#### Source data ####
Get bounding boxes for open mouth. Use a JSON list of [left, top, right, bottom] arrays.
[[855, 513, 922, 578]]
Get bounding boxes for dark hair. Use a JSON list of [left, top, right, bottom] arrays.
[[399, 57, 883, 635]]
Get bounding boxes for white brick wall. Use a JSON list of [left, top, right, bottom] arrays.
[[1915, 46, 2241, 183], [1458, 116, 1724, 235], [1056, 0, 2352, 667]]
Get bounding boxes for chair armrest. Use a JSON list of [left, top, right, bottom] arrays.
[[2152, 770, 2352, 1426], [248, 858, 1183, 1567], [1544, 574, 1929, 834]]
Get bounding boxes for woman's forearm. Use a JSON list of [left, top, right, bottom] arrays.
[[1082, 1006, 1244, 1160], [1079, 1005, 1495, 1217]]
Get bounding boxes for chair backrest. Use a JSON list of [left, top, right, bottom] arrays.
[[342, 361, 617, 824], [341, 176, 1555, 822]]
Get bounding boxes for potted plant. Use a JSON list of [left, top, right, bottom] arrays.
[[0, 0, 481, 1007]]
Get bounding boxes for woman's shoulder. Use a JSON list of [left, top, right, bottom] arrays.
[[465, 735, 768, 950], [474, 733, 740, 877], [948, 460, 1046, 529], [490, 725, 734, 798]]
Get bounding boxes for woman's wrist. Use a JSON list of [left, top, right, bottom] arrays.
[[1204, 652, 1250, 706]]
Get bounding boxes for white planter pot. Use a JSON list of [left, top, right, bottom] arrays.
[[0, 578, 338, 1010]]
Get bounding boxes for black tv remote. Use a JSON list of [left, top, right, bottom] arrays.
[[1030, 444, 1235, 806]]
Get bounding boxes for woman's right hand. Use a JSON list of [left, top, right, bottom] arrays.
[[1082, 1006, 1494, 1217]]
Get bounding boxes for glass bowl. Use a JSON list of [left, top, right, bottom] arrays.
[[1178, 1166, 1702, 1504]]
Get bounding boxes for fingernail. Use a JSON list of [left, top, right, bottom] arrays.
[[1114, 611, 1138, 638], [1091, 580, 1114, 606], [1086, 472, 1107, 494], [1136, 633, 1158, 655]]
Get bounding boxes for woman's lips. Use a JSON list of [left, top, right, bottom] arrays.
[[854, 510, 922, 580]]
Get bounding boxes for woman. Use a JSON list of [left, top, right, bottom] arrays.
####
- Aim of the task
Retype every record without alteration.

- Exercise response
Get bounding boxes for open mouth. Use a JSON list of [left, top, right, bottom] arrays.
[[855, 513, 922, 578]]
Get bounding boxes for dark hair. Use a JSON list of [left, top, right, bottom] arrays.
[[399, 57, 883, 635]]
Get bounding boxes for white brick wall. Use a JSON list of [left, top, right, bottom] arrays.
[[1915, 46, 2241, 183], [1458, 116, 1724, 235], [1056, 0, 2352, 667]]
Get bounding boxes for chair armrest. Use a JSON list of [left, top, right, bottom] arrays.
[[2152, 770, 2352, 1426], [248, 858, 1183, 1567], [1544, 574, 1929, 834]]
Get bounding boxes for woman's forearm. Use a JSON list of [left, top, right, bottom] arrays.
[[1082, 1006, 1244, 1160], [1079, 1005, 1495, 1217]]
Get bounding boxes for chair backrest. Use a JSON list of [left, top, right, bottom] arrays.
[[342, 361, 617, 824], [341, 176, 1555, 822]]
Get bounding boxes for potted plant. Use a JSON list of [left, top, right, bottom] arrays.
[[0, 0, 481, 1007]]
Get bounding boxes for woman's shoulder. Use a JSON list of [left, top, right, bottom] arrays.
[[465, 735, 768, 950], [474, 733, 740, 877], [948, 460, 1046, 529], [490, 725, 734, 798]]
Get bounding boxes for woman's wrist. Use a JSON list of [left, top, right, bottom] arrays.
[[1204, 652, 1250, 706]]
Get bounding boxes for white planter pot. Use a JSON list of [left, top, right, bottom] arrays.
[[0, 578, 338, 1010]]
Get bounding boxes for black tv remote. Use a JSON list of [left, top, right, bottom] arrays.
[[1030, 444, 1235, 806]]
Get bounding boxes for woman's right hand. Use a JSON list of [left, top, right, bottom] arrays.
[[1082, 1006, 1494, 1217]]
Get bounding boxes for glass bowl. Use a JSON list of [left, top, right, bottom] arrays.
[[1178, 1166, 1702, 1504]]
Get bounding boxes for fingernail. Use a JSON list of [left, top, right, bottom] arrays.
[[1114, 611, 1138, 638], [1091, 580, 1114, 606], [1086, 472, 1107, 494], [1136, 633, 1158, 655]]
Get bounding boxes for woman's lips. Use a JSON list of [left, top, right, bottom] arrays.
[[854, 510, 922, 580]]
Get bounding boxes for woman. Use a JSON list of [left, top, right, bottom] arrays.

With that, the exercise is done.